Problems to solve
a - In the excerpts from Albert Burgh's letter to Spinoza, what principle does the writer say all heretics use to concoct and establish their doctrines?
b - Transcribe the excerpts from Albert Burgh's letter to Spinoza from "How do your" up to and including "of their doctrines.".

Selected excerpt
================

Wherefore, if you believe in Christ crucified, acknowledge your pestilent heresy, reflect on the perverseness of your nature, and be reconciled with the Church.

[6]   Letter 73:412 - Albert Burgh To Spinoza.
How do your proofs differ from those of all heretics, who ever have left, are now leaving, or shall in future leave God's Church? All, like yourself, make use of the same principle, to wit, Holy Scripture taken by itself, for the concoction and establishment of their doctrines.

[7]    Letter 73:412 - Albert Burgh To Spinoza.
Do not flatter yourself with the thought, that neither the Calvinists, it may be, nor the so-called Reformed Church, nor the Lutherans, nor the Mennonites, nor the Socinians, &c., can refute your doctrines. All these, as I have said, are as wretched as yourself, and like you are dwelling in the shadow of death.

[8]   Letter 73:412 - Albert Burgh To Spinoza.
If you do not believe in Christ, you are more wretched than I can express. Yet the remedy is easy. Turn away from your sins, and consider the deadly arrogance of your wretched and insane reasoning. You do not believe in Christ. Why? You will say: "Because the teaching and the life of Christ, and also the Christian teaching concerning Christ are not at all in harmony with my teaching." But again, I say, then you dare to think yourself greater than all those who have ever risen up in the State or Church of God, patriarchs, prophets, apostles, martyrs, doctors, confessors, and holy virgins innumerable, yea, in your blasphemy, than Christ himself. Do you alone surpass all these in doctrine, in manner of life, in every respect? Will you, wretched pigmy, vile worm of the earth, yea, ashes, food of worms, will you in your unspeakable blasphemy, dareto put yourself before the incarnate,  infinite wisdom of the Eternal Father? Will you, alone, consider yourself wiser and greater than all those, who from the beginning of the world have been in the Church of God, and have believed, or believe still, that Christ would come or has already come? On what do you base this rash, insane, deplorable, and inexcusable arrogance?

*        *        *        *        *
{Elwes summarizes the remainder of the letter. For the full letter see Bk.XIII:305.}


[9]    Letter 73:413 - Albert Burgh To Spinoza.

================

Data shown
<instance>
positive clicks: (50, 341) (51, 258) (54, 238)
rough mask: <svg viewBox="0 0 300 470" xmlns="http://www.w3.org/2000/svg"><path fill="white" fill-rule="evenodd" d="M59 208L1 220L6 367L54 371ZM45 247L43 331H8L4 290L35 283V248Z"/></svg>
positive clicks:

================

Solutions to each task
a - Holy Scripture taken by itself.

b -
How do your proofs differ from those of all heretics, who ever have left, are now leaving, or shall in future leave God's Church? All, like yourself, make use of the same principle, to wit, Holy Scripture taken by itself, for the concoction and establishment of their doctrines.